-- Exercise aim --
Recast a span of the material below as a JSON list of strings, one string per line and blank lines omitted. Begin at the line that contains "like x=174 y=223." and stop after the line that contains "x=347 y=213", including both of those lines.

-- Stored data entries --

'''

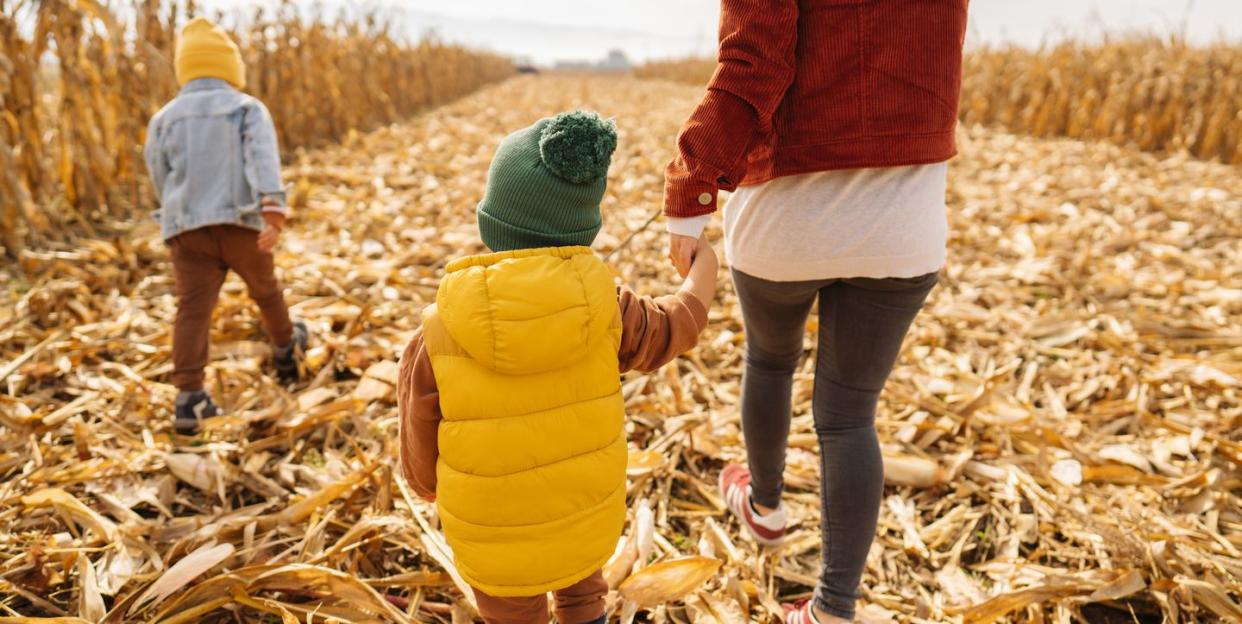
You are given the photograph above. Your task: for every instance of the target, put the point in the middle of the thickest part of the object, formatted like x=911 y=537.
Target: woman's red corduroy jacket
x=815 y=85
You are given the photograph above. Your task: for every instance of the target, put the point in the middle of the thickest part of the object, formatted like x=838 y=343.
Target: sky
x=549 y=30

'''
'''

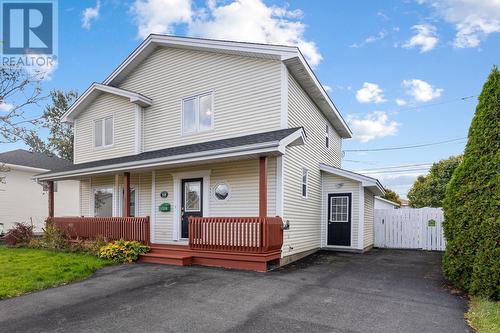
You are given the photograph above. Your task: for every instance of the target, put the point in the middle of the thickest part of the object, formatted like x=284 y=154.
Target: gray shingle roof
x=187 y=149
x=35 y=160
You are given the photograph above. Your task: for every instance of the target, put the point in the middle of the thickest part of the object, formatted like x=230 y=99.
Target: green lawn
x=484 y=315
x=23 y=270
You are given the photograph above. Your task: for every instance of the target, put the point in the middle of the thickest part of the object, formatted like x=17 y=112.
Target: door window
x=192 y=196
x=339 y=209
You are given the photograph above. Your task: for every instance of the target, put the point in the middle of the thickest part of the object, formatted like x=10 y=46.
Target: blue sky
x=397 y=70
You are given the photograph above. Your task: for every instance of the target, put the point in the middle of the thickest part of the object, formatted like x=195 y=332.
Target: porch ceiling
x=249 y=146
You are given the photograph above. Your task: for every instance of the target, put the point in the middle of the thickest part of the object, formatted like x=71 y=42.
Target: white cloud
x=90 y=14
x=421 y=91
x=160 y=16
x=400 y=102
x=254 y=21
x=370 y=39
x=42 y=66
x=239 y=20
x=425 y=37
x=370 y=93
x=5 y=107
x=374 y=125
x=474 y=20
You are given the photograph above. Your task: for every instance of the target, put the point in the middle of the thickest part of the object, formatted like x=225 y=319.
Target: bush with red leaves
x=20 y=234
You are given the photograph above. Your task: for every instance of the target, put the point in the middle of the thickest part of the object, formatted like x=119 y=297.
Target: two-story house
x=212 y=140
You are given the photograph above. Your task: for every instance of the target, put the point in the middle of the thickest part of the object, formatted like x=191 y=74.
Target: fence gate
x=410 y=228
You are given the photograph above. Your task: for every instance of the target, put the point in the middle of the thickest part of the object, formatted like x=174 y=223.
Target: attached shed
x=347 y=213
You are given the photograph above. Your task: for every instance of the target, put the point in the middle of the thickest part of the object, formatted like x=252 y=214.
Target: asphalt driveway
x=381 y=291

'''

-- Answer to the exercise --
[
  "You are given the photograph above. Your task: for every instance of the target, put the point in the middle of the thickest part of the object, formatted like x=174 y=223.",
  "Target: attached shed",
  "x=347 y=213"
]